▶ **List of tasks**
1. List every topic that the text on excitons in bilayer graphene gives under its "Topics" heading.
2. From the text on excitons in bilayer graphene, extract everything from "Topics: Condensed Matter" down to "and astronomy applications.".

The band structure of a bandgap-opened bilayer graphene is shown in the upper left corner, where the trigonal warping effect results in three pockets near the edge of conduction and valence bands. Infrared light illuminates bilayer graphene and creates an exciton (a bound state of an electron and an electron hole), located mostly in the top and bottom layer of carbon atoms respectively. Courtesy: Long Ju and Enrique Sahagún Alonso (Scixel)

Topics: Condensed Matter Physics, Graphene, Particle Physics, Nanotechnology

Researchers in the US have succeeded in observing excitons in bilayer graphene for the first time using photocurrent spectroscopy and modified Fourier transform infrared spectroscopy techniques. The new result could help in the development of next-generation optoelectronics instruments, such as tunable infrared detectors, light-emitting diodes and lasers for molecular spectroscopy, thermal imaging and astronomy applications.

“The excitons we observed can be tuned using an electrical field, have a high quality factor, strongly absorb light and lie in the technologically important mid-infrared to terahertz wavelength range,” explains team member and lead author of the study Long Ju, who is at Cornell University. “No other conventional semiconductor contains such excitons.”

Point-per-instance localization rows:
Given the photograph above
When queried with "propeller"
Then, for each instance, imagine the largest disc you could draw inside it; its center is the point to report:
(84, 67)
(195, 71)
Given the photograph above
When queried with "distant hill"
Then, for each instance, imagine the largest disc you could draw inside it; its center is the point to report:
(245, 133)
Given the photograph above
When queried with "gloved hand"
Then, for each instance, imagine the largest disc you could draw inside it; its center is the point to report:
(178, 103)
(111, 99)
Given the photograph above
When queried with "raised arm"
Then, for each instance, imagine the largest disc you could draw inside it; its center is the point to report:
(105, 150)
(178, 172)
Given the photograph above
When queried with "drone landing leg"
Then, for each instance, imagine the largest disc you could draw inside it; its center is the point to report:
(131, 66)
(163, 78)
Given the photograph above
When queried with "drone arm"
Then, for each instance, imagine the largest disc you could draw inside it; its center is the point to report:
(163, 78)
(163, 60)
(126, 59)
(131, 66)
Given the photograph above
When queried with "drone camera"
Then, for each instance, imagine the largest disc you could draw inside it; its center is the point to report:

▶ **Exercise answers**
1.
Condensed Matter Physics
Graphene
Particle Physics
Nanotechnology

2.
Topics: Condensed Matter Physics, Graphene, Particle Physics, Nanotechnology

Researchers in the US have succeeded in observing excitons in bilayer graphene for the first time using photocurrent spectroscopy and modified Fourier transform infrared spectroscopy techniques. The new result could help in the development of next-generation optoelectronics instruments, such as tunable infrared detectors, light-emitting diodes and lasers for molecular spectroscopy, thermal imaging and astronomy applications.